:: Selected extract ::
▼

[DO NOT PUBLISH]
IN THE UNITED STATES COURT OF APPEALS
FOR THE ELEVENTH CIRCUIT
________________________ FILED
U.S. COURT OF APPEALS
ELEVENTH CIRCUIT
No. 05-13764
June 12, 2006
Non-Argument Calendar THOMAS K. KAHN
________________________ CLERK
D. C. Docket No. 03-22252-CV-JEM
OFELIA CANALS,
Plaintiff-Appellant,
versus
ARCHDIOCESE OF MIAMI, INC.,
CATHOLIC CHARITIES OF THE ARCHDIOCESE OF MIAMI, INC.,
MIRIAM ROMAN,
LUCIA VICENCIO,
TERESA REVUELTA, et al.,
Defendants-Appellees,
CENTRO MATER, INC., et al.,
Defendants.
________________________
Appeal from the United States District Court
for the Southern District of Florida
_________________________
(June 12, 2006)
Before CARNES, MARCUS and PRYOR, Circuit Judges.

▲

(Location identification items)
▼

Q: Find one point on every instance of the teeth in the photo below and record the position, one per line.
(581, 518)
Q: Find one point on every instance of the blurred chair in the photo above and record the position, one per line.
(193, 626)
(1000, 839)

▲

:: Task to carry out ::
Continue the Eleventh Circuit appeal opinion in Canals v. Archdiocese of Miami from its last line above.

:: Solved exercise ::
PER CURIAM:
Ofelia Canals appeals the order denying her motion to recuse, which she
filed, pursuant to 28 U.S.C. § 455(a) and (b)(1), after the district court entered
judgments as a matter of law on her claims against six former co-workers, the
Archdiocese of Miami, Inc., Catholic Charities of the Archdiocese of Miami, Inc.,
and Centro Mater, Inc., for violations of the Age Discrimination in Employment
Act and the Florida Whistleblower Act, defamation, and conspiracy. On appeal,
Canals argues that Judge Jose Martinez of the United States District Court for the
Southern District of Florida should have recused himself based on his position as a
Eucharistic Minister.1 We affirm.
We review a district court’s denial of a motion for recusal for abuse of
discretion. United States v. Bailey, 175 F.3d 966, 968 (11th Cir.1999). Under the
abuse of discretion standard, we “will affirm a district judge’s refusal to recuse
himself unless we conclude that the impropriety is clear and one which would be
recognized by all objective, reasonable persons.” Id.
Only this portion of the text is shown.